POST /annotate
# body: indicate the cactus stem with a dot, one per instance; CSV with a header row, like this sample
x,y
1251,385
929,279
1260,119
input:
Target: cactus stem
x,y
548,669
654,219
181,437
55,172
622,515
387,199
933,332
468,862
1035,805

——

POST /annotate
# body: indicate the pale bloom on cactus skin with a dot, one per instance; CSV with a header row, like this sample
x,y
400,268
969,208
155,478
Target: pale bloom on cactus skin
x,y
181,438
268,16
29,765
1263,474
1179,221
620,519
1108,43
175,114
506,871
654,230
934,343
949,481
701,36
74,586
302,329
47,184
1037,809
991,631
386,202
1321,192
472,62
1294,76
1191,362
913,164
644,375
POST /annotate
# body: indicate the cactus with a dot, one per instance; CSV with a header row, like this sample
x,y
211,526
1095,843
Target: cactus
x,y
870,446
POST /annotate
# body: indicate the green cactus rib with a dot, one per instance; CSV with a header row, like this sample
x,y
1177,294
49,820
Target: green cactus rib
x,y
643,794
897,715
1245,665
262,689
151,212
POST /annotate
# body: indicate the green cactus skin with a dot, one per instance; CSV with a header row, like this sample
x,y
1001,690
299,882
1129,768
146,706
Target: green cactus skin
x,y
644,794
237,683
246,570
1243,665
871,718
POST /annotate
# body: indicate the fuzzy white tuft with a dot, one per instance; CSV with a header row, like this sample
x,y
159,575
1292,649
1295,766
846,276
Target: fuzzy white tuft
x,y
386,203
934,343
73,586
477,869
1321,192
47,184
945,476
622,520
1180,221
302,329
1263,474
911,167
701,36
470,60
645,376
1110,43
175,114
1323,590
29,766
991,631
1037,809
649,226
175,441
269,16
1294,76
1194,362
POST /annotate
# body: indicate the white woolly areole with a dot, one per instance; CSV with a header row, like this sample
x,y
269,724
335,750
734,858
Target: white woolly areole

——

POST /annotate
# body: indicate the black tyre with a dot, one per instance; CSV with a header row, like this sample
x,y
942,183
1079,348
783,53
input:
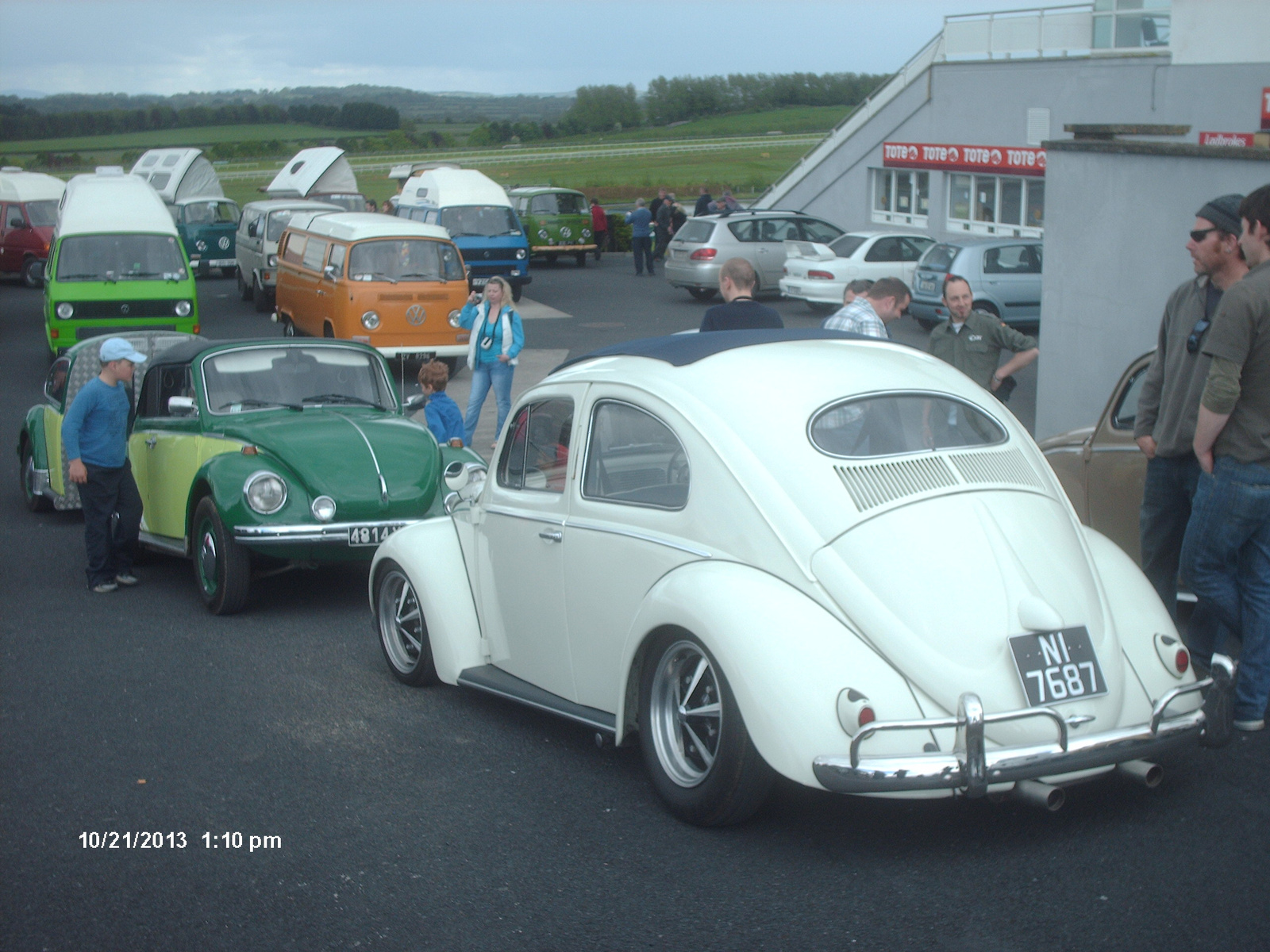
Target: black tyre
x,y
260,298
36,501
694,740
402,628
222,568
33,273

——

Which lines of the material above contain the string "tuft", matching case exactly? Filter them out and copy each one in full.

# body: indicate the fuzzy white tuft with a dot, one per instance; CSV with a header row, like this sample
Target: fuzzy white tuft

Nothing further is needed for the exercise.